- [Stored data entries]
-- Opening Marker --

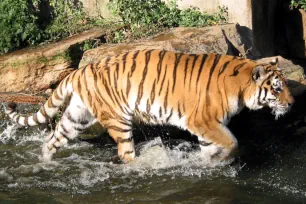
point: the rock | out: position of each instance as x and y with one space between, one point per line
37 69
293 72
226 39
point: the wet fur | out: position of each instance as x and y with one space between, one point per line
199 93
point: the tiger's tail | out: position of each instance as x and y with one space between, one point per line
48 110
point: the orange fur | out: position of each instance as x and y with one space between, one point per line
199 93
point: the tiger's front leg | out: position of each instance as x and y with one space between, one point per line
216 142
121 132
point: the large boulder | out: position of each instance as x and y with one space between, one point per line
228 39
294 72
36 69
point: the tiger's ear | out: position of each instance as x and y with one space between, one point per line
258 73
274 62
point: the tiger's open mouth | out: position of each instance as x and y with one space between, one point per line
279 110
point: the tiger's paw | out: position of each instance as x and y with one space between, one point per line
47 153
127 157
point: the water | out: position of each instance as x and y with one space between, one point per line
269 170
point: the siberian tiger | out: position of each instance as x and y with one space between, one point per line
198 93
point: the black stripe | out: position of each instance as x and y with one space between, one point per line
160 62
144 74
266 91
160 112
176 63
168 118
69 117
17 119
100 98
216 60
80 129
152 95
166 98
224 67
203 143
200 70
148 106
121 140
26 118
35 118
134 63
64 128
128 152
118 129
128 87
236 69
185 70
162 84
179 110
124 61
64 135
43 111
192 68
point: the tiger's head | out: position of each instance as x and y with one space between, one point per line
270 89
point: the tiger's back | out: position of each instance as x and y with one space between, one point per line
199 93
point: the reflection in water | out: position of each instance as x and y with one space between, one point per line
84 173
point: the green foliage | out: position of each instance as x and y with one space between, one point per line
31 22
298 4
18 25
147 17
67 18
22 23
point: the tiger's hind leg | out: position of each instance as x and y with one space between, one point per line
75 119
121 131
216 142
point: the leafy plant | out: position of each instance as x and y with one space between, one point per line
67 18
298 4
147 17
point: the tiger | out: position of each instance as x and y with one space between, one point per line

-- Closing Marker --

Set down only the line containing "point: the water" and the lines after it through the end, exactly as they appear above.

point: the water | out: position of each instance as x and y with one space between, one point per line
269 170
point: the siberian tiger | out: position of each instance as x and y with one space between, one point per line
198 93
point: the black stripe | out: position of each instance as x and y with one space between, one point per line
160 62
144 74
266 91
160 112
176 63
168 118
69 117
17 119
100 98
216 60
80 129
152 95
166 98
224 67
203 143
200 70
148 106
121 140
26 118
35 118
134 63
64 128
128 152
118 129
128 87
236 69
185 70
162 84
179 110
124 61
64 135
43 111
192 68
point: the tiger's head | out: position of each instance as x and y with one space between, one point per line
270 89
point: the tiger's back | out: position of each instance as x and y with one space between, one point per line
199 93
point: the reflection in water | out: position of each instance as x and y with one space between, one point per line
84 173
point: the green foliage | out: position of each instance as x and y with one space between, one point per line
31 22
298 4
18 25
147 17
67 18
22 23
point: the tiger's hind leg | out: position of each instance as x and y with one space between, one point per line
75 119
121 131
216 142
point: the leafy plant | out: position of each instance as x and y with one space between, one point per line
67 18
298 4
147 17
point: the tiger | out: position of each instance as x and y with one space between, one point per line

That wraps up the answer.